● **Task brief**
Rewrite the lines below with every "Annotation task" changed to "Labeling task" and everything else left as it is. Leave the pictures out of your answer.

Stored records
————

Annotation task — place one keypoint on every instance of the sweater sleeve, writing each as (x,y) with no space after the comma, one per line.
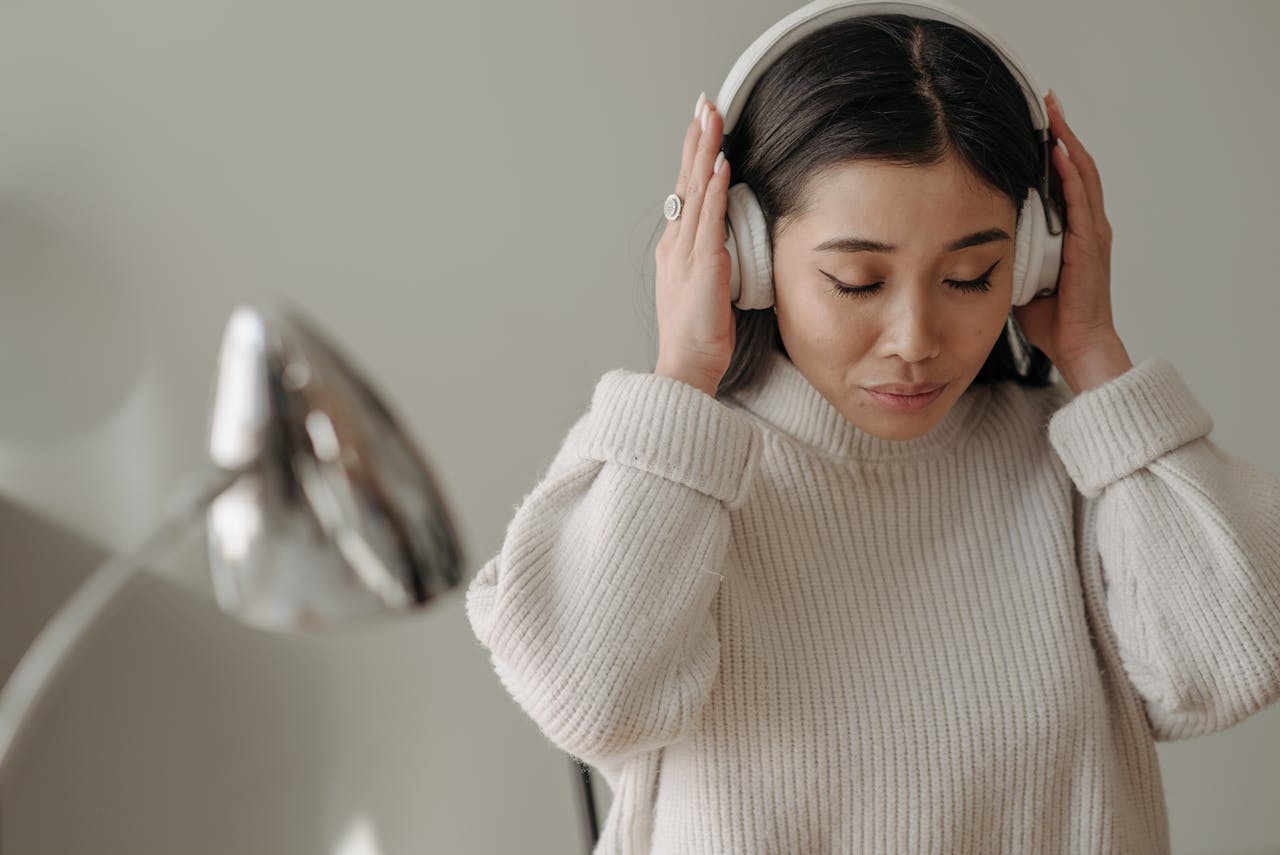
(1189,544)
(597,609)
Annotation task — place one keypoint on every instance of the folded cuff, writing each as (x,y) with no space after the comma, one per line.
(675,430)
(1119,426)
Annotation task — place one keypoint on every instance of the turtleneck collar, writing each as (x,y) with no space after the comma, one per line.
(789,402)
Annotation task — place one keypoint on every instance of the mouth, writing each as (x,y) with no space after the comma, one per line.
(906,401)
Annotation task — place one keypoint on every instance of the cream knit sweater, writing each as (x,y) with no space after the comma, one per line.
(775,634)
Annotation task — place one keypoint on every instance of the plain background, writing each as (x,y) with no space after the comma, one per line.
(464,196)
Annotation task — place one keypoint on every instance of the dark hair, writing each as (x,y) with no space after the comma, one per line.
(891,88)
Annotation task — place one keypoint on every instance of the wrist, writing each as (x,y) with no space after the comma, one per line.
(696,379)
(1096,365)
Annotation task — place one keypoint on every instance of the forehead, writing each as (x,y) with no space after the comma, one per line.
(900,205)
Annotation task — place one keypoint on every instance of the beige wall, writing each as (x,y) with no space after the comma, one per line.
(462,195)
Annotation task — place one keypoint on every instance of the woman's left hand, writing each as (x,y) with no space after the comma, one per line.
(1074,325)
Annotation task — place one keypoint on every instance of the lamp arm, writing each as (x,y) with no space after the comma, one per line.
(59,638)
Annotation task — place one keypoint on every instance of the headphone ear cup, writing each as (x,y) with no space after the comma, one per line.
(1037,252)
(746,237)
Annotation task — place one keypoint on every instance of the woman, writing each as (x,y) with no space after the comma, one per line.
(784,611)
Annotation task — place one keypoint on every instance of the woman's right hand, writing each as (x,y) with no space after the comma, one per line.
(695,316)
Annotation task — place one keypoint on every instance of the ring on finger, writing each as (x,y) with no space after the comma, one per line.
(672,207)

————

● **Final result**
Labeling task — place one keypoint on every instance of the sweater sleeve, writing each as (x,y) with no space after the comma, one per line.
(1189,544)
(597,609)
Labeling task — place one keypoint on every instance of the folded cuff, writing each as (x,y) with no space after the comma, one per line.
(675,430)
(1119,426)
Labeling task — place one keypoint on every instance of the turtleneck collar, writing each as (x,y) with no space after the comma, one per line.
(789,402)
Labeling task — place one keypoint on every instance of the mouth, writing each as (x,y) with no space after the comma, one per line.
(906,401)
Labeling task — place one keypoint on every instance of the cream knit sweater, writing each as (x,y) with no space after the comma, one per line.
(775,634)
Labeling task — place one keypoint on every instance of the plain background, writing each as (x,y) with no space after the comma, one per line.
(464,196)
Labeling task — place one keypoint on every instance of the dark hair, writing each as (x,y) with no space after the comma, one per line.
(891,88)
Labeling task — place one keypoint on every instance of the wrist, writing each as (x,y) with no space after the comma, one per line.
(696,379)
(1096,365)
Labeling task — place one keypoint on every instance of the forehead, writing each as (x,y) with no space after the comma, one per line.
(900,205)
Labeling task — place one keypoint on every instance of the beige wall, writing each as (x,y) with no space after the comma, one per line.
(462,195)
Labeling task — place one keypoint on every instance of the woman's left hand, writing each as (x,y) with no space after the comma, one per line.
(1074,325)
Labeling task — place one keypoint on every instance of the lamp arm, writing each as (x,y) with no space after the comma, one per line.
(59,638)
Labeling task — place one keypoint on every instance of the headphone ear cup, writing each as (x,y) with no space after the comma, one per line.
(1037,252)
(746,237)
Labeling task — place one keypoint on every instance of the woman, writing each as (x,y) with no space after the comma, one per line.
(784,611)
Labeling task — place one keypoint on every instance of the woman's right hand, writing each as (x,y) with no space after the comma, one per line.
(695,316)
Labeling task — place one keypoint on every instance of the ring on finger, writing each as (x,y) with no space after the comma, one per line.
(672,207)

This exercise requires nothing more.